◆ **WORK REQUIRED**
Once the pictures are set aside, reproduce the remaining data exactly.

Records from a data source:
=== Begin Enclosure ===

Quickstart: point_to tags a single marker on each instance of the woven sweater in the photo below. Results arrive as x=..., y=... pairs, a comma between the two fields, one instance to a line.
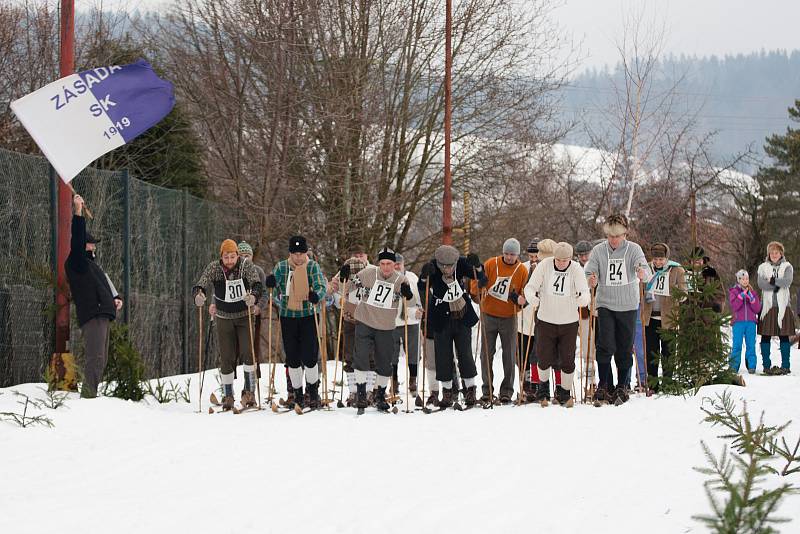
x=368, y=310
x=617, y=286
x=557, y=293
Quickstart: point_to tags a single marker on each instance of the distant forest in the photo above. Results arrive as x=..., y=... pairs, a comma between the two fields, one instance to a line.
x=744, y=98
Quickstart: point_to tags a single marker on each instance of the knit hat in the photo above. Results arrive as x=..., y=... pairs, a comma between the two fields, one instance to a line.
x=583, y=247
x=511, y=246
x=776, y=245
x=562, y=251
x=229, y=245
x=298, y=243
x=387, y=254
x=615, y=224
x=546, y=248
x=446, y=255
x=659, y=250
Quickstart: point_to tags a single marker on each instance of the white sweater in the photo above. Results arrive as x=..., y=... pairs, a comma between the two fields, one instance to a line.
x=557, y=294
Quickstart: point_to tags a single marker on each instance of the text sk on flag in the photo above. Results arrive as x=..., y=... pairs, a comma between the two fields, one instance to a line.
x=77, y=119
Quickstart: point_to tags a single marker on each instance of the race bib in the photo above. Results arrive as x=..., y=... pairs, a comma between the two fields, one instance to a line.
x=500, y=289
x=660, y=285
x=616, y=274
x=558, y=284
x=234, y=290
x=289, y=277
x=454, y=292
x=381, y=294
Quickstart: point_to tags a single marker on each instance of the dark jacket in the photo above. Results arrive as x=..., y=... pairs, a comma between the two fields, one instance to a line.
x=438, y=311
x=87, y=281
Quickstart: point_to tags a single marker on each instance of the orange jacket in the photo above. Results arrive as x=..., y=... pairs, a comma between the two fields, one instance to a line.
x=494, y=268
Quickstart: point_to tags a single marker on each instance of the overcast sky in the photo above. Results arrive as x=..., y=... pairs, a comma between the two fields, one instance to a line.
x=695, y=27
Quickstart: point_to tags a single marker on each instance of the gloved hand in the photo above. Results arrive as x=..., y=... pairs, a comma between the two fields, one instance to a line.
x=344, y=272
x=405, y=290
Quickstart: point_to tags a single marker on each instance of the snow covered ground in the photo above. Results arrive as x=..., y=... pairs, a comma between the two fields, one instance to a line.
x=123, y=467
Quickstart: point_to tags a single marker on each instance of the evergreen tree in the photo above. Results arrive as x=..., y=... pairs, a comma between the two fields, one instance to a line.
x=700, y=348
x=780, y=183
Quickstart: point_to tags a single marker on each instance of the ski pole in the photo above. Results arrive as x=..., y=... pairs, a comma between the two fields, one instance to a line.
x=253, y=352
x=200, y=358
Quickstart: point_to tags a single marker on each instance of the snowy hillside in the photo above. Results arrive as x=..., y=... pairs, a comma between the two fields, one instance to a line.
x=125, y=467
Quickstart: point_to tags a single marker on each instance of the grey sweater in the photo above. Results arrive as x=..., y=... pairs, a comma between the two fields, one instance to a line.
x=625, y=295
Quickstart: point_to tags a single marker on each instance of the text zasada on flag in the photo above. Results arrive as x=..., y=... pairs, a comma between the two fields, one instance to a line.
x=77, y=119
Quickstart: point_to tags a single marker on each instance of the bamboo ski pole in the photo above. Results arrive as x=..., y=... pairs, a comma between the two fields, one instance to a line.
x=339, y=342
x=592, y=327
x=200, y=358
x=253, y=352
x=425, y=341
x=269, y=350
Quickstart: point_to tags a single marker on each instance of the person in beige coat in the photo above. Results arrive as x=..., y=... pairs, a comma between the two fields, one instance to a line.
x=657, y=310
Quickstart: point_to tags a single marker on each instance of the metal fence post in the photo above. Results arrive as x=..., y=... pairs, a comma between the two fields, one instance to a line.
x=126, y=246
x=53, y=238
x=185, y=283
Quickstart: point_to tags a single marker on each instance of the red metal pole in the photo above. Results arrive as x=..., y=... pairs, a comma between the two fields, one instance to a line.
x=447, y=200
x=67, y=67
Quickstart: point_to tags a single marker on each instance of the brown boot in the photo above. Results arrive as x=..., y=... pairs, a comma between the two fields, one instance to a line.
x=447, y=398
x=248, y=399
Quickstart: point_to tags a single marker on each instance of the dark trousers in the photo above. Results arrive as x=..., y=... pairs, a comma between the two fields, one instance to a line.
x=95, y=339
x=454, y=333
x=615, y=332
x=555, y=345
x=299, y=341
x=658, y=349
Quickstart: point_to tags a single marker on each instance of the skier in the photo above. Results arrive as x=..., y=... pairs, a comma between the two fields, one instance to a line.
x=657, y=310
x=96, y=299
x=412, y=319
x=506, y=277
x=582, y=251
x=380, y=289
x=774, y=279
x=358, y=260
x=613, y=268
x=298, y=286
x=236, y=288
x=451, y=316
x=558, y=288
x=745, y=306
x=525, y=328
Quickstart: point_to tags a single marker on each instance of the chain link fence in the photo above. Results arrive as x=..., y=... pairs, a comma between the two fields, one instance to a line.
x=154, y=244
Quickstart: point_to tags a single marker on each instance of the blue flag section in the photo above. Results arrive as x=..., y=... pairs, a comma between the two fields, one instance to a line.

=== End Enclosure ===

◆ **SOLUTION TO THE PROBLEM**
Quickstart: point_to tags a single marker on each instance of the woven sweater in the photo below. Results arrive as x=..., y=... pairs, a comma between the two fields, one instance to a line.
x=368, y=310
x=617, y=286
x=557, y=293
Quickstart: point_to tags a single marker on each instance of the distant forest in the photo above. Results arrive as x=..., y=... pairs, a comma between the two fields, one instance to a line.
x=744, y=98
Quickstart: point_to tags a single marker on each instance of the knit hat in the photo above. Results arrive as x=..., y=... pairs, a comma between the two fields, one instance to a line.
x=583, y=247
x=511, y=246
x=776, y=245
x=562, y=251
x=229, y=245
x=298, y=243
x=387, y=254
x=615, y=224
x=546, y=248
x=446, y=255
x=659, y=250
Quickstart: point_to tags a single marker on each instance of the white sweater in the photo above. Results arrive as x=..., y=... pairs, a comma between the two fields, one instance to a line.
x=557, y=294
Quickstart: point_to tags a single marker on each instance of the text sk on flag in the photo above. Results arrive as x=..., y=... pairs, a comma between the two fields, one instance to a line.
x=77, y=119
Quickstart: point_to tags a single marker on each instance of the race bib in the photo above. Results arrive as x=..., y=... pairs, a comma between the two fields, one instance to a line.
x=500, y=289
x=660, y=285
x=616, y=274
x=558, y=284
x=234, y=290
x=289, y=277
x=454, y=292
x=381, y=294
Quickstart: point_to tags a single marker on each instance of the dark jacket in the photo above. Results arrive as x=..., y=... pairs, a comma between the two fields, one instance to a line.
x=438, y=311
x=87, y=281
Quickstart: point_to tags a single marker on each instance of the orange jacket in the photo above. Results arrive as x=..., y=... pairs, a comma between the two fields, one instance to a line.
x=494, y=268
Quickstart: point_to tags a single marker on each instance of the overcast sky in the photo above. Results arrive as x=..., y=... pairs, a comma between the two fields, one instance to a line.
x=695, y=27
Quickstart: point_to tags a single marker on each instance of the gloved hand in the photo above. Results arrive as x=..., y=... pairs, a comma between the two fields, one instance to a line.
x=344, y=272
x=405, y=290
Quickstart: point_to tags a single marker on each instance of the snow covered ground in the photo above. Results arrive as x=..., y=... pairs, a comma between the two fields, one instance to a line.
x=123, y=467
Quickstart: point_to tags a single marker on each instance of the evergreen tree in the photo above. Results arrive as x=..., y=... pairs, a comma between the two fields, one instance to a line.
x=700, y=348
x=780, y=183
Quickstart: point_to tags a single marker on each instance of the ski pole in the photo above. Results arrive as x=..., y=... pairs, a comma between the two fields, one instance to a line.
x=253, y=352
x=200, y=358
Quickstart: point_to tags a single marker on each instance of the snowy hillside in the photo above. Results arrive as x=..., y=... pairs, a comma between the two fields, one instance to a line.
x=125, y=467
Quickstart: point_to tags a single marker on each instance of the grey sweater in the photo above. Results arrive as x=..., y=... pairs, a comma between the two fields, one instance to a line.
x=625, y=295
Quickstart: point_to tags a single marker on each instance of the text zasada on flag in the photo above. Results arrive as x=..., y=... pairs, a comma between the two fields, one instance to a line.
x=77, y=119
Quickstart: point_to tags a single marker on each instance of the bamboo ski pole in the photo above. Results arrive as x=..., y=... pairs, a comma between the two fields, one instance to a line.
x=339, y=342
x=592, y=327
x=200, y=358
x=253, y=352
x=425, y=341
x=269, y=350
Quickstart: point_to tags a single marker on each instance of the person in beige coat in the photo above. Results arrive as x=..., y=... pairs, a comma between the two fields, one instance to a line.
x=657, y=310
Quickstart: point_to tags a single marker on each instance of the metal fence post in the photo above. Results arrive as x=..., y=... pairs, a comma between the two fields, one instance to a line.
x=126, y=246
x=53, y=238
x=185, y=283
Quickstart: point_to tags a single marker on each instance of the red metal pole in the photo above. Results arrive as x=..., y=... pairs, a comma between the two fields, one instance to a line.
x=447, y=200
x=67, y=67
Quickstart: point_to tags a single marker on each instance of the brown boot in the photo above. Results arrive as x=..., y=... pairs, a comma between the two fields, one instance to a line.
x=447, y=398
x=248, y=399
Quickstart: point_to tags a single marker on each instance of the dark trousers in the photo above. Results arrive as x=..., y=... pairs, a comma between the two fields, one instance to a line.
x=95, y=339
x=454, y=333
x=615, y=332
x=555, y=345
x=299, y=341
x=658, y=349
Quickstart: point_to tags a single marker on each instance of the skier in the photo above. Results arrive as x=..., y=... pairs, a comma between the two fields, one instance to a line.
x=657, y=310
x=96, y=299
x=412, y=319
x=506, y=277
x=582, y=251
x=380, y=289
x=774, y=279
x=358, y=260
x=613, y=268
x=298, y=286
x=236, y=288
x=451, y=316
x=558, y=288
x=745, y=306
x=525, y=328
Quickstart: point_to tags a single marker on each instance of the chain link fence in the photo above. Results arrive as x=..., y=... pairs, a comma between the two fields, one instance to a line.
x=154, y=244
Quickstart: point_to tags a single marker on each instance of the blue flag section in the photo above. Results arrive as x=..., y=... pairs, a comma between the two fields, one instance to a line.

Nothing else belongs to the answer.